> TEXT PROVIDED
######
What’s with the body-shaming, Paula?

My name is Kim Powell, so if a headline mentions Kim Jong-un, Kim Jong-il, Kim Kardashian, Colin Powell, Julie Powell, Baden Powell or Powell Peralta, I’m gonna notice it.

So of course I noticed this, on the SMH homepage:

Article by Paula Joye about Kim Kardashian, on smh.com.au

Oh noes! Someone doesn’t like what someone famous is wearing!

It’s a column by Paule Joye, What’s with the outfits Kim?:

I’ve been sitting on my hands trying not to write this one. Predominantly because I believe we/me/society should leave pregnancy and pregnant women alone. Give them a break.

When you’re pregnant everyone has an opinion. About your body, the sex of your baby and what type of birth you might have. Suddenly you become public property and for nine months you must endure a peanut gallery whose members range from the neighbours mother-in-law to a stranger at the supermarket.

I’m pretty sure you can guess where this is going.

I know all to well what it’s like to be told ‘you must be having a girl because it’s stolen your beauty’. So Kim, it’s important you know that I write this from a place of love.

I know, I know, it’s easy to confuse “love” with “mean-spirited body-shaming”. I do it all the time.
######
> RECORDED INFORMATION
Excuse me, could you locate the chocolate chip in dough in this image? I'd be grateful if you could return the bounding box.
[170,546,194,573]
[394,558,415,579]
######
> REQUEST
Please continue the blog post responding to Paula Joye's column about Kim Kardashian, starting after its final sentence.

> EXERCISE RESPONSE
What’s up with the maternity outfits?

Someone has to let that poor girl know that fashion and pregnancy go together like socks and sandals. Or nails down a blackboard. That the second trimester is not the time to be posing in a pink, neon jumpsuit underneath the statue of Jesus in Brazil. Or the moment to trial a dominatrix-inspired organza cape. Or a feather mini-skirt. Now’s the time for elasticised waist bands and no under wire. Now’s the time to take a fashion sabbatical.

Why isn’t it the time to wear those things? Seems to me that the time you want to wear a pink neon jumpsuit is the time you should wear it. So when she says “I believe we/me/society should leave pregnancy and pregnant women alone”, what she really means is “people should leave me alone when I’m pregnant, but I’m allowed to be mean and silly towards other pregnant women”.


Now Kim wears the kind of clothes we’re used to seeing on fashion editors, supermodels and Cate Blanchet. Not small, curvy women. Particularly not small, curvy, pregnant women.

You’re missing a t in Blanchett there, love. But typos aside – because we all do them and she did quite a few of them and god I hope there aren’t any in this post – women can wear whatever the hell they want to wear. And that includes “small, curvy, pregnant” women.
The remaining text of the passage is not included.